[Collection entries]
- - - - - - -

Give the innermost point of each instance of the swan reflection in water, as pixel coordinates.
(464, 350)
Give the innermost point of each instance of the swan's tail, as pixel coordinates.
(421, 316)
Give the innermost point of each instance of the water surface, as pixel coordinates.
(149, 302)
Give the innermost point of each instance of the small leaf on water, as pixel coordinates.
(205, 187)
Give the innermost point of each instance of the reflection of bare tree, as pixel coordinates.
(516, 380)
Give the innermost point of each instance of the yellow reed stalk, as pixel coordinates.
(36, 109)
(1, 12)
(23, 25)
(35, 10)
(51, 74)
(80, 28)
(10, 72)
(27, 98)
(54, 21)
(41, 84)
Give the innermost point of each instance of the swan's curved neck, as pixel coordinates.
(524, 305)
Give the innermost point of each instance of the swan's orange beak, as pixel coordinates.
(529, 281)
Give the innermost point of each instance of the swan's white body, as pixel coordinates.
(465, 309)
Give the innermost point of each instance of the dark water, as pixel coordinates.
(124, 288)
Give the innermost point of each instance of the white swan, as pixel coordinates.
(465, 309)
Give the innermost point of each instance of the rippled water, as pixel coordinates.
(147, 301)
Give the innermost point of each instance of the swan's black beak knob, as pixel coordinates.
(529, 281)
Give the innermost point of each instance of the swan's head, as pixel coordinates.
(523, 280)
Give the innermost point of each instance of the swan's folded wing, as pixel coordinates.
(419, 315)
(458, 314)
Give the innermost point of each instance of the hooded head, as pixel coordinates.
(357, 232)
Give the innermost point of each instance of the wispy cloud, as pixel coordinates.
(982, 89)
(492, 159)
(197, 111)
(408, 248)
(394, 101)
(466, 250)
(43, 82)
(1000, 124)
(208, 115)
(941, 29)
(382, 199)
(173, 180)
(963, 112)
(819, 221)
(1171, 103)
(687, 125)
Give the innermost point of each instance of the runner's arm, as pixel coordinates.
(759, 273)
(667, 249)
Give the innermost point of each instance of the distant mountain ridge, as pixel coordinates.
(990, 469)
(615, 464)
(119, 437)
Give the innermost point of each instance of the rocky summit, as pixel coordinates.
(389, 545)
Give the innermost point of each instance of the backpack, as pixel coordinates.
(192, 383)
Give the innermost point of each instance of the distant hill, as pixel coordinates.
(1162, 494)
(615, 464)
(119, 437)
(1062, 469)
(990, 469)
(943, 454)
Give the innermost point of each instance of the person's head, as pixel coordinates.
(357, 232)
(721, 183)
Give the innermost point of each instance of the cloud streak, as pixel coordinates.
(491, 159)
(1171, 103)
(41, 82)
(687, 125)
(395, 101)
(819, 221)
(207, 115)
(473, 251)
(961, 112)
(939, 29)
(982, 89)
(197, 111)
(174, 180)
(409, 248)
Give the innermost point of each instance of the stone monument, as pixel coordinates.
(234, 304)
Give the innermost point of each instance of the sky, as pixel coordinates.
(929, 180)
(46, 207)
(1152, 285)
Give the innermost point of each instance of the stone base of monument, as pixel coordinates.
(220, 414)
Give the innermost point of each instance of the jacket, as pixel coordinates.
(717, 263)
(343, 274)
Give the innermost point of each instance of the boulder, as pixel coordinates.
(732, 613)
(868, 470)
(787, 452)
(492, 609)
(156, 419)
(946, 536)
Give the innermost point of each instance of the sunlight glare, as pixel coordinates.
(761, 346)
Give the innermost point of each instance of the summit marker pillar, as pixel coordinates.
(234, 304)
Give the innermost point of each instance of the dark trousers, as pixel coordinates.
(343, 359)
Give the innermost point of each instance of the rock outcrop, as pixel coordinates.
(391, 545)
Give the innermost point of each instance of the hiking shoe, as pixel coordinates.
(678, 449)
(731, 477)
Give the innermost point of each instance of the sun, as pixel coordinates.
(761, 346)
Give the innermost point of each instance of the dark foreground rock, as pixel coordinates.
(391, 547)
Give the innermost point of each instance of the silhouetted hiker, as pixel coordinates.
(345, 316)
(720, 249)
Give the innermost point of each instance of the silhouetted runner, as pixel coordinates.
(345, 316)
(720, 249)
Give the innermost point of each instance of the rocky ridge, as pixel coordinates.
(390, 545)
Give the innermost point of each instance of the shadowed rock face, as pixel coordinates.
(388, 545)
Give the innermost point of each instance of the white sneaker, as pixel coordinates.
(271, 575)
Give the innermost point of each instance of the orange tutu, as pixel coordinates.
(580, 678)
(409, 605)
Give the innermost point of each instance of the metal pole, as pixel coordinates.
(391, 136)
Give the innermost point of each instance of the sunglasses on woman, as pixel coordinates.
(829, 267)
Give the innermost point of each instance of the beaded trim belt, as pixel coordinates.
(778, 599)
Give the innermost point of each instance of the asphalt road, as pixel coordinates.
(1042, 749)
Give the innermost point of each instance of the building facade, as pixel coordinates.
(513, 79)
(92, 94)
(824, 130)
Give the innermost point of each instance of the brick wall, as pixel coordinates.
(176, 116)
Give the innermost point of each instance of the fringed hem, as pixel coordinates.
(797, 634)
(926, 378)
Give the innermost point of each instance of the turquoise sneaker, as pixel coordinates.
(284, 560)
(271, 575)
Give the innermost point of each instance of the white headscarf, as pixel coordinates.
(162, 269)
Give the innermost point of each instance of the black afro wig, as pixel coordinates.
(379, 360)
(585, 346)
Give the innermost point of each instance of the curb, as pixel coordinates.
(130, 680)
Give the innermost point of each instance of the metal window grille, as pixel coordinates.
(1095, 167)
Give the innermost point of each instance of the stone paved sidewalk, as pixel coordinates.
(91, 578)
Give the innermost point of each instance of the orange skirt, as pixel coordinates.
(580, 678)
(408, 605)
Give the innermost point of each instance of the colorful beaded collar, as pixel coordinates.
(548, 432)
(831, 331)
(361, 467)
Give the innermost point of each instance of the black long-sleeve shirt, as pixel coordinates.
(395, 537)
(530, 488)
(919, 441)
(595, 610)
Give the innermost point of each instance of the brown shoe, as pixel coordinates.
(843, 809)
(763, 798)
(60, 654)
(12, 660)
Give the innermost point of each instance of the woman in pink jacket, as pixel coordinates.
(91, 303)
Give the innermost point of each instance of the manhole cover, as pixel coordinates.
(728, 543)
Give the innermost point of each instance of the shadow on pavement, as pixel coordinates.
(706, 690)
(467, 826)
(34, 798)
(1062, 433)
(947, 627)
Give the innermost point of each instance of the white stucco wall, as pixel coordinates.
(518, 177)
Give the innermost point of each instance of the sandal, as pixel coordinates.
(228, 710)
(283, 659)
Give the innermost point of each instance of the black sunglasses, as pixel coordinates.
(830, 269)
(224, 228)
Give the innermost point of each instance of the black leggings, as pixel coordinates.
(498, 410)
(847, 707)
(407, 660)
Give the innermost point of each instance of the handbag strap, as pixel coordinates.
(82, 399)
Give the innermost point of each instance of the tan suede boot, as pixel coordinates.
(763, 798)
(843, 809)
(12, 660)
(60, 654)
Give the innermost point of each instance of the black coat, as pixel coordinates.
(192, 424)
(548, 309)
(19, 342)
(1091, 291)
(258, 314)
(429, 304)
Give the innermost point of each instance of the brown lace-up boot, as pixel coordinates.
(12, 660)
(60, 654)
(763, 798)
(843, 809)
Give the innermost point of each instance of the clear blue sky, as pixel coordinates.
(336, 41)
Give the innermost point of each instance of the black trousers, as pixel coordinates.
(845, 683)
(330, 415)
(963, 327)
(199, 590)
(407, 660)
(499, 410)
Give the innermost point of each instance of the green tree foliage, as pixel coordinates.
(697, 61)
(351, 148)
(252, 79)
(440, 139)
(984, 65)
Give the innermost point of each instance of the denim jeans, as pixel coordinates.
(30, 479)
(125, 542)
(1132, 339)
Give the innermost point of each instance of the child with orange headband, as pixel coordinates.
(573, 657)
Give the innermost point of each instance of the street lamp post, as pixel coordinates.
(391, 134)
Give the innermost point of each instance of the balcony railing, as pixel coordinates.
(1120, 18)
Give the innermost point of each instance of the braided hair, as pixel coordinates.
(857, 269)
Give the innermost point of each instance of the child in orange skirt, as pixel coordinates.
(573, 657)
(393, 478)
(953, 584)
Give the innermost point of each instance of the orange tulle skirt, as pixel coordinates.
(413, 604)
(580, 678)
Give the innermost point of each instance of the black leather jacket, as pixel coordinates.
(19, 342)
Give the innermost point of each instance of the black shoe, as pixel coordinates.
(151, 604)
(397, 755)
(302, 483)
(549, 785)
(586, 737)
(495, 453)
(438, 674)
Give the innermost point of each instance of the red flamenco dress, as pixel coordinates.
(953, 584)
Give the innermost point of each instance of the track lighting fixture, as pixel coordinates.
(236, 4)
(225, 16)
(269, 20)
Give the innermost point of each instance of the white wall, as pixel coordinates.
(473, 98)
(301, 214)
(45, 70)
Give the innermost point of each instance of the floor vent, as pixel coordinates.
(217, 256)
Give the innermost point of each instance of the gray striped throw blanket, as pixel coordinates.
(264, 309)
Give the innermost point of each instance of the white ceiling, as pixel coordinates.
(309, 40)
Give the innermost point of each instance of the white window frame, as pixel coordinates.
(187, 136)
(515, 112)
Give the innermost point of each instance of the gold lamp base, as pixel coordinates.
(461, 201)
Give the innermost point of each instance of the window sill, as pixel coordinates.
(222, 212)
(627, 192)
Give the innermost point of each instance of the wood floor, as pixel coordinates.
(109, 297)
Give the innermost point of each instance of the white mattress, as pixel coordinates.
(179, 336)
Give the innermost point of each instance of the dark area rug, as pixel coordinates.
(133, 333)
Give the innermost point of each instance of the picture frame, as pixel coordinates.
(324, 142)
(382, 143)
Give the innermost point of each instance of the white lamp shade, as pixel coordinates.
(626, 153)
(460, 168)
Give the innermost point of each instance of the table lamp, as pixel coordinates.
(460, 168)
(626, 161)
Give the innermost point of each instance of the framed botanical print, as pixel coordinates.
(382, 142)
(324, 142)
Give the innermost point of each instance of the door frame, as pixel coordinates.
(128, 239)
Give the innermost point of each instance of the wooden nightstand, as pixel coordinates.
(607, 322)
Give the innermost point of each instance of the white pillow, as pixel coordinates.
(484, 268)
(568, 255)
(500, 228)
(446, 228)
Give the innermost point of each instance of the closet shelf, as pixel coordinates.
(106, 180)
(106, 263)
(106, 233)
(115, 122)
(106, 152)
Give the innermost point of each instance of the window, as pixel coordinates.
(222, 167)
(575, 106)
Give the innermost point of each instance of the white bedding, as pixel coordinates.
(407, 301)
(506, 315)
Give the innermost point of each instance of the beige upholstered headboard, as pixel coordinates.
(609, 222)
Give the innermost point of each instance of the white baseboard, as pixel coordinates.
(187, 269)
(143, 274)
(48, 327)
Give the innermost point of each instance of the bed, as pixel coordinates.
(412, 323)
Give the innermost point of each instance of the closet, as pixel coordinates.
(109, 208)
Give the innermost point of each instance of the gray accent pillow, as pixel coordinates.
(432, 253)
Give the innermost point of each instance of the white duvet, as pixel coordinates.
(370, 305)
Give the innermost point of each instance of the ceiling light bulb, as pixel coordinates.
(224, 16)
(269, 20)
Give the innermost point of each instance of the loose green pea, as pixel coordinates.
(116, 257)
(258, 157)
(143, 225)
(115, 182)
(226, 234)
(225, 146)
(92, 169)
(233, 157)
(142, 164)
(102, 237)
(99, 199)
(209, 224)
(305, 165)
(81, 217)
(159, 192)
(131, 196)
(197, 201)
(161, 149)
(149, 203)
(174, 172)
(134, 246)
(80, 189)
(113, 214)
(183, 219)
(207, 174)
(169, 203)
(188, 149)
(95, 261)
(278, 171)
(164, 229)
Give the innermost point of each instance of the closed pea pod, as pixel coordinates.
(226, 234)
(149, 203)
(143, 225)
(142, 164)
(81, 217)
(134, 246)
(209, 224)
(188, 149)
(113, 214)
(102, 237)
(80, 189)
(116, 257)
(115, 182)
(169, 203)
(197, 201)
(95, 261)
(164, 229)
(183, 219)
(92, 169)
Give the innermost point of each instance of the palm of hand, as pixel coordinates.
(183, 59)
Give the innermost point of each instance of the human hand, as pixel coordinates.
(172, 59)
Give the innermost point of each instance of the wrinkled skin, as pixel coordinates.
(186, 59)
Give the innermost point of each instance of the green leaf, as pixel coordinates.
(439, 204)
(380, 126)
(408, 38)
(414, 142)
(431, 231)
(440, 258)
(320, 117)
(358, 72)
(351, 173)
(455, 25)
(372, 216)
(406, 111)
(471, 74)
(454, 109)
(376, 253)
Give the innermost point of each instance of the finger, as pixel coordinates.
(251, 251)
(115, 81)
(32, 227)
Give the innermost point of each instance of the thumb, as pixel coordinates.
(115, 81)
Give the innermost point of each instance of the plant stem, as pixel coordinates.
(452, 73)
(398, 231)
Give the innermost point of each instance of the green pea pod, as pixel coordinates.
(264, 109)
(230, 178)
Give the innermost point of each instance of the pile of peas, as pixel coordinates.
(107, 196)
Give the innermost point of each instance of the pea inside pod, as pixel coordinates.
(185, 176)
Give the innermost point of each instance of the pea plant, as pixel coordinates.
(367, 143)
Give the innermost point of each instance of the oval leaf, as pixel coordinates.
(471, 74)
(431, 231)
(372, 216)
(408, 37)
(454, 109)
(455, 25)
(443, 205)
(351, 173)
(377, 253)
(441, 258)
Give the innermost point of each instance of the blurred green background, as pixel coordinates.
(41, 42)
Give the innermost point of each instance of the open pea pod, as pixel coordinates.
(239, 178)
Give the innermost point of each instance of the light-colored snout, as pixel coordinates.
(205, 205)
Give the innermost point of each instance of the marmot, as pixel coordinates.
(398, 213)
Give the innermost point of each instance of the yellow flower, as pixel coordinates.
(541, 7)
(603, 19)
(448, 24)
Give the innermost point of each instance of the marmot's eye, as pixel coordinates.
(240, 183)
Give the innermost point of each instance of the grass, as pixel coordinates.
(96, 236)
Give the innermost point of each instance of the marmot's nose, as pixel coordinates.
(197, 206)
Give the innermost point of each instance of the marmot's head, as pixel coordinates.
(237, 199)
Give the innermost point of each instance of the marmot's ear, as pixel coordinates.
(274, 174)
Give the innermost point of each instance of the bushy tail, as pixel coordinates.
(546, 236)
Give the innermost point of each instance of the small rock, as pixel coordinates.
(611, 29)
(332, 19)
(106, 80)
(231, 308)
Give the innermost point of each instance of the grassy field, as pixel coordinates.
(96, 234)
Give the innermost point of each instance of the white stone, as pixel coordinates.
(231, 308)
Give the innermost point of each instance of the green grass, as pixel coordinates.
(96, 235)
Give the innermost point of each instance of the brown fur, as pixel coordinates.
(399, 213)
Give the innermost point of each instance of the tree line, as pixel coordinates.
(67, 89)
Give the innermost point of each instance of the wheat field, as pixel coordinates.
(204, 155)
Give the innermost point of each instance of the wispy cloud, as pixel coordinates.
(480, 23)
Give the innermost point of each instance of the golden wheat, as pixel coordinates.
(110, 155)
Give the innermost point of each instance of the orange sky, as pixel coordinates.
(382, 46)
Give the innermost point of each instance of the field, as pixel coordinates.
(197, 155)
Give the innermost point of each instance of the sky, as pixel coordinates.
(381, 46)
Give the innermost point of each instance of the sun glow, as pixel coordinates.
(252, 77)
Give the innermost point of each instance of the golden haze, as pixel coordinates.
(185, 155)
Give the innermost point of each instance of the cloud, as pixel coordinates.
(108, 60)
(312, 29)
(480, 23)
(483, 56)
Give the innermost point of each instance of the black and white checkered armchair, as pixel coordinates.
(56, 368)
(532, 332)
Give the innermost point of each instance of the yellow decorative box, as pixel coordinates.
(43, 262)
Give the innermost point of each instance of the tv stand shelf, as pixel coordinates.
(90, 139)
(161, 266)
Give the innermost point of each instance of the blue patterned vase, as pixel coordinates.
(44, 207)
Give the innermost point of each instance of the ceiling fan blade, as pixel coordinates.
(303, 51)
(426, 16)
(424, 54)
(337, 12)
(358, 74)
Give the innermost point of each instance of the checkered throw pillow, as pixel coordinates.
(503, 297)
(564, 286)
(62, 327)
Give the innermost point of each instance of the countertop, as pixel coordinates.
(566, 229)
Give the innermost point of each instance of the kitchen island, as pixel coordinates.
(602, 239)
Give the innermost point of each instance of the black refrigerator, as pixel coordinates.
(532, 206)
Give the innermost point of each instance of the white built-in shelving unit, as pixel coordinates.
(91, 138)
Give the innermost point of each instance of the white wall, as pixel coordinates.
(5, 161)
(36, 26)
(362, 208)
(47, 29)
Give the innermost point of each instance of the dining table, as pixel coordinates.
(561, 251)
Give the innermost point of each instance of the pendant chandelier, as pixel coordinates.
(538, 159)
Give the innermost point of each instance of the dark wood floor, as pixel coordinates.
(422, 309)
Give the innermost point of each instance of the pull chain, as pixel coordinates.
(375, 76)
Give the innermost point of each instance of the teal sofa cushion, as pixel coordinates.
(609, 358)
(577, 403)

- - - - - - -

Transcribe, unchanged, the lines running from the line that contains "runner, as pixel coordinates." up to and including the line that contains "(1042, 749)".

Give the innermost point of each instance of the silhouetted runner, as pixel coordinates.
(345, 316)
(720, 249)
Give the innermost point of each instance of the rocky ridge, as pixel coordinates.
(390, 545)
Give the innermost point of each instance of the shadowed rock face, as pixel coordinates.
(388, 545)
Give the innermost point of each instance of the white sneaker, as pixel coordinates.
(271, 575)
Give the innermost point of each instance of the orange tutu, as pixel coordinates.
(580, 678)
(409, 605)
Give the innermost point of each instance of the metal pole, as pixel coordinates.
(391, 136)
Give the innermost point of each instance of the sunglasses on woman, as pixel coordinates.
(829, 267)
Give the innermost point of each instance of the beaded trim belt, as pixel coordinates.
(778, 599)
Give the innermost point of each instance of the asphalt road, as pixel coordinates.
(1042, 749)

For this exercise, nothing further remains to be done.